*Document excerpt*
○ ○ ○ ○ ○

Millets vs Malnutrition: Reviving The Super Crop Via Nutrient-Rich Meals at Odisha’s Anganwadis

Other News Materials 5 August 2022 04:52 (UTC +04:00)
Millets vs Malnutrition: Reviving The Super Crop Via Nutrient-Rich Meals at Odisha’s Anganwadis

As many as 3,751 preschool children within 3 to 6 years of age, in Lakhimpur, are being fed little millet khichdi twice a week as part of the Odisha Millets Mission, a flagship programme launched by the state to revive millets in the tribal areas here. The initiative, run in collaboration with the Mission Shakti Department, also introduced millets-based dishes at anganwadi centres.

“Earlier, millets were considered a poor-man’s food. But now, even the government has recognised its health benefits,” Dani explains, hopeful that the younger generation will come to appreciate the nutritive value of this cereal crop.

Adivasi women play an instrumental role in introducing millets-based recipes to the meals of schoolchildren, to fight malnutrition and ensure dietary diversity among preschool children. The need for such a programme stems from the abysmal state of nutrition among young ones in the state — over 69% of children in Odisha in the age group of 6 months to 4 years are anaemic, according to the National Family Health Survey-5, 2019. Similarly, in the age group of 5 years, 33.5% are underweight, 43.1% are stunted and 15.9% are wasted. In Koraput district, where the mission has been introduced, over 44% of the children are underweight, 40.6% are stunted and 28.5% are wasted.

Located in the Eastern Ghats, Koraput is home to several indigenous communities and represents a unique mosaic of ethnic life and culture. Over 50% of its population belongs to the Scheduled Tribes, who sustain their livelihood primarily on rainfed agriculture, collection of uncultivated wild food and forest produce.

Over the years, monocropping and the use of chemical inputs to enhance crop yield eroded the rich agrobiodiversity once abundantly found in the tribal hinterlands. As a result, the area under millet cultivation shrunk, forcing the tribes to replace climate-resilient, nutritious traditional crops with hybrid paddy, maize and cotton. The public distribution of rice and wheat also lowered the importance of local food culture and preferences, while the influence of urban food diminished the demand for local cuisine, especially among the youth.

○ ○ ○ ○ ○

(Point-per-instance localization data)

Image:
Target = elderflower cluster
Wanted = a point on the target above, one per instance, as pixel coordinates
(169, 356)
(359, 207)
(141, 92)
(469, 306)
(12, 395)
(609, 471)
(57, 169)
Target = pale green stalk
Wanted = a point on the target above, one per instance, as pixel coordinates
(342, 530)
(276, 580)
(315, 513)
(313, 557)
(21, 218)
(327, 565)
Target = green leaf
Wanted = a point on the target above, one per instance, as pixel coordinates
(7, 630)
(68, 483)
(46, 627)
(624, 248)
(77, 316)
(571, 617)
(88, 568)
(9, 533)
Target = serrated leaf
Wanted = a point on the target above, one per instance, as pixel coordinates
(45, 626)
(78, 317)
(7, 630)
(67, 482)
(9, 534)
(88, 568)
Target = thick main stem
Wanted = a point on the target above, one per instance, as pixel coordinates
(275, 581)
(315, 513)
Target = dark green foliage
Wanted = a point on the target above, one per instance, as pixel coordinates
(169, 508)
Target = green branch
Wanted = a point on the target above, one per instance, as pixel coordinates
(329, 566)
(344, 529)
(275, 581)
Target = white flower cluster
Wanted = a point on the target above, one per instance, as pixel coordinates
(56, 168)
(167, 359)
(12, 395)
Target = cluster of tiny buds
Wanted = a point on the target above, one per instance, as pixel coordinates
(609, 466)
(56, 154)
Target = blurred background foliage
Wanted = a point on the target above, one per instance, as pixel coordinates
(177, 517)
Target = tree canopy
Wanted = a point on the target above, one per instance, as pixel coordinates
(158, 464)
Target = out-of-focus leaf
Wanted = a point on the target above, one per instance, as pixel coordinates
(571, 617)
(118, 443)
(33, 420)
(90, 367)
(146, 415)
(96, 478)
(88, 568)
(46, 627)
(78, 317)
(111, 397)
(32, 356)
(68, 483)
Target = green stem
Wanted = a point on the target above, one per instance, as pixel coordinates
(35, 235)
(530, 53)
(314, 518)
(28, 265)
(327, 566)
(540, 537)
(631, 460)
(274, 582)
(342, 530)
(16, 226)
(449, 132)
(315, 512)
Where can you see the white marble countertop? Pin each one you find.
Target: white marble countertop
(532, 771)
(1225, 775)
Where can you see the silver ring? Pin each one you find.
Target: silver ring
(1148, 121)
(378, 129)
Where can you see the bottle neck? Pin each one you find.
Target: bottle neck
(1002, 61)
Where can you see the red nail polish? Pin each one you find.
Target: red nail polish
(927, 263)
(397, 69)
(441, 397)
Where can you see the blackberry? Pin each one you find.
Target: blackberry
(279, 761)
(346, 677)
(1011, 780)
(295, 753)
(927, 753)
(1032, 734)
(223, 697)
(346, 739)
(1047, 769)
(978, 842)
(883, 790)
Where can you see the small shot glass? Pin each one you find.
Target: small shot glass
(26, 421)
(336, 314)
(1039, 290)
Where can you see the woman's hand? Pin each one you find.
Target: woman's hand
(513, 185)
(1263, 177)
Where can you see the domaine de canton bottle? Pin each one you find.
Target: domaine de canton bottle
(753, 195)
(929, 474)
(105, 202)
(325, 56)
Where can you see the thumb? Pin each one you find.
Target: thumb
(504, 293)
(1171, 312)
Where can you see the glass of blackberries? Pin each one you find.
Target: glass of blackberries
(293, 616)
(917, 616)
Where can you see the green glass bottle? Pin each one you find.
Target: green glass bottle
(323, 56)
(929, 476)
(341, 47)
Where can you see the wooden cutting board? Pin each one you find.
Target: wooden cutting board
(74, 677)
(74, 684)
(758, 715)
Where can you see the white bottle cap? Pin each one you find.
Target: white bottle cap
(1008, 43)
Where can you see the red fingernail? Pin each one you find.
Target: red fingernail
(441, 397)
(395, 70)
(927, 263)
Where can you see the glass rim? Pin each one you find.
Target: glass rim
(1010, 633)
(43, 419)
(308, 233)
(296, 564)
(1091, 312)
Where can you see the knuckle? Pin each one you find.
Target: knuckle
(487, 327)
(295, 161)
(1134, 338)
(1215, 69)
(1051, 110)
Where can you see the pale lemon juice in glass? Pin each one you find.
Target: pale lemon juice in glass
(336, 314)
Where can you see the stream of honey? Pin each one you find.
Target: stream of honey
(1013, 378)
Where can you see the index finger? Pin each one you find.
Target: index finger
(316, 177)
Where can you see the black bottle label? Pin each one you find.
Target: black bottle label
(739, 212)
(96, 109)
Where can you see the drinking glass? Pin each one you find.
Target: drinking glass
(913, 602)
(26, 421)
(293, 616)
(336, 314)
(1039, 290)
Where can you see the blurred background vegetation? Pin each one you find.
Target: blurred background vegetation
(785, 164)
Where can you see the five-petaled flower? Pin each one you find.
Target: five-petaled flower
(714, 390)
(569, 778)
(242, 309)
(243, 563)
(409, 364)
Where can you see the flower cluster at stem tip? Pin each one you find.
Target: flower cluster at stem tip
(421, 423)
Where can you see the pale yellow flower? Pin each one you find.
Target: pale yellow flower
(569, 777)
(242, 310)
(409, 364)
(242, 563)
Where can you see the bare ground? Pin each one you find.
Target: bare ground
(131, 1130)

○ ○ ○ ○ ○

*Task objective*
Continue the article on millets and malnutrition in Odisha, starting after its final sentence. The rows are separate material and are unrelated to the article on millets and malnutrition in Odisha.

*Result for this task*
“These days, the diet of tribal children is not optimally diverse and has, instead, become cereal-centric,” says District Social Welfare Officer of Koraput Bidyulata Patra. “The traditional varieties of millets, pulses, vegetables and wild fruits, which they once consumed regularly, are now missing from their plates.”

Children between 0 to 6 years need special attention as the nutrition they receive at this time lays the foundation for their optimal development. During this phase, lack of a nutritious, balanced diet could result in lifelong health implications and increase the risk of a child becoming undernourished and prone to micronutrient deficiency.

To address this challenge, “Inclusion of millets in the Integrated Child Development Service programme would transform the nutritional status of preschool children,” believes Sabita Sahu, Child Development Project Officer in Koraput’s Lakhimpur block. “This would increase dietary diversity and nutritional gains and also revive the age-old traditional culture of millet consumption.”

District Collector of Koraput Abdaal M Akhtar (IAS) stresses, “It’s high time we promote these nutri-cereals to fight against malnutrition as millets are traditionally a major staple among tribal communities. They are also climate-resilient crops, can thrive with less water and have pest-resistant qualities.”

Similarly, Dr Debabrata Panda, Assistant Professor, Department of Biodiversity and Conservation of Natural Resources at Koraput Central University, points at the “immense potential’ that such traditional crops have “to bridge the nutrition gap among women and children”.

“The diversity of local food should not be underestimated,” he warns.

Several studies have emphasised that millets are rich in protein with a balanced amino acid profile, making them superior to most other cereals like maize, wheat and rice. Millets are high in calcium and folate content, which helps in foetus development, whereas magnesium and potassium control blood pressure. The crop is non-glutinous, easy to digest and also beneficial for women suffering from polycystic ovarian disease, as it helps to cut down visceral fat and regulate menstrual cycles.